(Pointing records)
##########
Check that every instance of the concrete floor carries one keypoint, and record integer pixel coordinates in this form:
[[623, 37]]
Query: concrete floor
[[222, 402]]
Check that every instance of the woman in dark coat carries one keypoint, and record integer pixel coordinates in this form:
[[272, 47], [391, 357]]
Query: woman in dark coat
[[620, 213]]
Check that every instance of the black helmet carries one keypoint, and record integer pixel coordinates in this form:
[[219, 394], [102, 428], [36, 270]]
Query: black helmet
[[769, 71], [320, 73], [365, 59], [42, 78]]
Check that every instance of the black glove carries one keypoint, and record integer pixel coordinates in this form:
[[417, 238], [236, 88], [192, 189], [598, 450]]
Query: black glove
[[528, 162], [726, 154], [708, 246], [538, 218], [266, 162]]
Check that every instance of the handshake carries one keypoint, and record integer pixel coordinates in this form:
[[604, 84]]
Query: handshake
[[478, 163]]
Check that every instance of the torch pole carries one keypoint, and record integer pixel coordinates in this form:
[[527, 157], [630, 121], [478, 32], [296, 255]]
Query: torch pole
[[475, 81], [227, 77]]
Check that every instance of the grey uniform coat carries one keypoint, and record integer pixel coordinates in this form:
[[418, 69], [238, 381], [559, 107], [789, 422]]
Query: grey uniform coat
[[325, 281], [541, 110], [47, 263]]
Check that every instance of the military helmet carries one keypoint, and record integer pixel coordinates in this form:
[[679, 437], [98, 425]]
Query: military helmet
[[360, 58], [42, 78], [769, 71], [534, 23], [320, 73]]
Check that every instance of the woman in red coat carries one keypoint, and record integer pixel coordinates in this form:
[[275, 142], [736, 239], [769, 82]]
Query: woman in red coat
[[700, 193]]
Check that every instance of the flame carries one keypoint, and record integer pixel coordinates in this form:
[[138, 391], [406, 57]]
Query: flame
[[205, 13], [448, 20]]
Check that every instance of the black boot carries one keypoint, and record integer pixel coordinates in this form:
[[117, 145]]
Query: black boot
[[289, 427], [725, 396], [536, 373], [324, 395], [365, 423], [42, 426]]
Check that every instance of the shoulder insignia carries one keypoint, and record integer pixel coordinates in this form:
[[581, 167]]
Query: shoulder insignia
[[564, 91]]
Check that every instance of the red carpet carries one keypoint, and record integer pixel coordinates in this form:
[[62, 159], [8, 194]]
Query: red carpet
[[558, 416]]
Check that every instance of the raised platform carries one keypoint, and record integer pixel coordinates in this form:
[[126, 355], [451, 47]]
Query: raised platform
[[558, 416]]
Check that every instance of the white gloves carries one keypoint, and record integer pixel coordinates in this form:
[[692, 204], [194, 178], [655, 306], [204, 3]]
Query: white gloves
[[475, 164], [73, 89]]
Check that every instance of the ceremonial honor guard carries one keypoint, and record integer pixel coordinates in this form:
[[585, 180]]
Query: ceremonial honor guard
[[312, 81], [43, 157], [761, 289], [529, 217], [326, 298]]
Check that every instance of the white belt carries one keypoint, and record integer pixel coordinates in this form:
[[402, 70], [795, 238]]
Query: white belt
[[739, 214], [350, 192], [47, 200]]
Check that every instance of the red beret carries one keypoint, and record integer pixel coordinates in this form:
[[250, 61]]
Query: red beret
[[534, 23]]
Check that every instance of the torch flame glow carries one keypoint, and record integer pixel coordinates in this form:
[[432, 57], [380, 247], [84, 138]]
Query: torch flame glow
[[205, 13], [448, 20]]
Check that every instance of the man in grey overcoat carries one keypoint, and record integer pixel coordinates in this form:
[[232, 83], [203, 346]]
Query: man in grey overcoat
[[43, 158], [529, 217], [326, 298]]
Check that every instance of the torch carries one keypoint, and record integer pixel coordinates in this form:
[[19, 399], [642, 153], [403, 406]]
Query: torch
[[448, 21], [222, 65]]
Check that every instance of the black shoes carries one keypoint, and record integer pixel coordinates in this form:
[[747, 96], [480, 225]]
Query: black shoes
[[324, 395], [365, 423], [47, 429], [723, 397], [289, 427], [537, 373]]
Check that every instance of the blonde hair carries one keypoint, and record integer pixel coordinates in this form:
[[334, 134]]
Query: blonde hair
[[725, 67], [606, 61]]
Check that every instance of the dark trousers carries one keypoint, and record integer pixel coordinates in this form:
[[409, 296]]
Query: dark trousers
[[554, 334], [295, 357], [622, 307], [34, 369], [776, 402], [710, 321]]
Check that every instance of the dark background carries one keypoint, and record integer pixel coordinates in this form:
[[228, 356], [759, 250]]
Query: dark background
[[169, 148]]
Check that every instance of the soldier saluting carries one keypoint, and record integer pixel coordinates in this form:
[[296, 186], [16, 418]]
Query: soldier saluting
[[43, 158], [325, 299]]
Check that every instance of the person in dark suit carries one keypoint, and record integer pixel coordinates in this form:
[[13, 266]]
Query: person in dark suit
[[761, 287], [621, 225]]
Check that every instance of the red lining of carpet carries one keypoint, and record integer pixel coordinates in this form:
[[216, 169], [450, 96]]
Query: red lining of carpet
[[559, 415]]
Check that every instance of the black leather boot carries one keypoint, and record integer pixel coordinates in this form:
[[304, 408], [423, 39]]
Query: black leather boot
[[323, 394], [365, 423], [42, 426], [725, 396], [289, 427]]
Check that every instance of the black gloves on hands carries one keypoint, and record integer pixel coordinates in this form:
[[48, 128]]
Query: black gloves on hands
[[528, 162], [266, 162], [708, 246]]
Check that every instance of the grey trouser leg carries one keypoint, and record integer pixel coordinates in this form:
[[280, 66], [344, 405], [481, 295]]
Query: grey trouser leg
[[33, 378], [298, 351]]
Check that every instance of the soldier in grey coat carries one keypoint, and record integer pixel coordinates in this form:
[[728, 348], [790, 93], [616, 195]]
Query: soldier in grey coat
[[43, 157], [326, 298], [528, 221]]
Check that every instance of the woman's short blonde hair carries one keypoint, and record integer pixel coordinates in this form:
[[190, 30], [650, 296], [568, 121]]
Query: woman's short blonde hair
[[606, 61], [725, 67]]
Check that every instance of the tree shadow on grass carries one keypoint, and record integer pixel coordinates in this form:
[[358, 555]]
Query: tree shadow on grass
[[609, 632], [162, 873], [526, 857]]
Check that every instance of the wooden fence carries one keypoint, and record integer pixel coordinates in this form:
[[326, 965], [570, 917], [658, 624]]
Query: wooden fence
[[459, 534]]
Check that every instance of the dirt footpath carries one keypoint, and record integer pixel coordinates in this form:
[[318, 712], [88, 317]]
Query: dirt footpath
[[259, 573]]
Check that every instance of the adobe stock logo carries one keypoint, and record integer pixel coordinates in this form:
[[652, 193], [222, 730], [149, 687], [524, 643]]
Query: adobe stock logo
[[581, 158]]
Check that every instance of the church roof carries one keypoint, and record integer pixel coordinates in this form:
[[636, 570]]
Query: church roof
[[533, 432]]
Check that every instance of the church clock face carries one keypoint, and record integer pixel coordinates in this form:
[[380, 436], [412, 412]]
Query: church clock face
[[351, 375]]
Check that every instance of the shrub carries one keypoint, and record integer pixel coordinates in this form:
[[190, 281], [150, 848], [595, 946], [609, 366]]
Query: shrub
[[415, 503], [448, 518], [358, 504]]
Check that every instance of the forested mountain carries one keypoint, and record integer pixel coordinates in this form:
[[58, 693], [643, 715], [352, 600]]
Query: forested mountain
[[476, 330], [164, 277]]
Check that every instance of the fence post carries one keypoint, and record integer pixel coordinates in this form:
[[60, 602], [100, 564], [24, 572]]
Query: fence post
##########
GIVEN TASK: Every line from the one holding "Check that every instance of the tree" through the final line of the listing must be echoed exactly; leave out all other lines.

RESULT:
Check that every instance of the tree shadow on grass carries one keypoint, and record integer pixel coordinates in this form:
[[358, 555]]
Query: tree shadow on grass
[[609, 632], [162, 873], [526, 857]]
Check that every instance of the wooden fence carries one keypoint, and record integer pixel coordinates in this form:
[[326, 965], [570, 917], [658, 624]]
Query: wooden fence
[[459, 534]]
Check that every instance of the dirt footpath carries one keypoint, and record integer pixel coordinates in this form:
[[318, 712], [88, 317]]
Query: dirt footpath
[[259, 573]]
Check that every instance of the adobe stock logo carries one keypoint, and record integer pixel coordinates in this form:
[[652, 193], [222, 730], [149, 687], [524, 643]]
Query: adobe stock logo
[[581, 158]]
Check that every instance of the church roof carries one keypoint, and record integer pixel coordinates in this form:
[[636, 570]]
Query: church roof
[[533, 432]]
Check that every instance of the church clock face carries one keypoint, and record integer pixel coordinates in this form:
[[380, 436], [412, 412]]
Query: church clock face
[[351, 375]]
Check that every instance of the shrub carries one keypoint, and record integer pixel coordinates in this form:
[[190, 281], [150, 848], [595, 946], [609, 366]]
Query: shrub
[[415, 503], [448, 518], [358, 504]]
Check that every instance of the forested mountain carries one keypoint, and record integer pixel coordinates in this form:
[[58, 693], [643, 715], [352, 600]]
Query: forested mountain
[[476, 330], [164, 277]]
Check that every instance of the fence post carries one keypoint, and record integer pixel coordinates in this form:
[[60, 602], [100, 564], [24, 572]]
Query: fence post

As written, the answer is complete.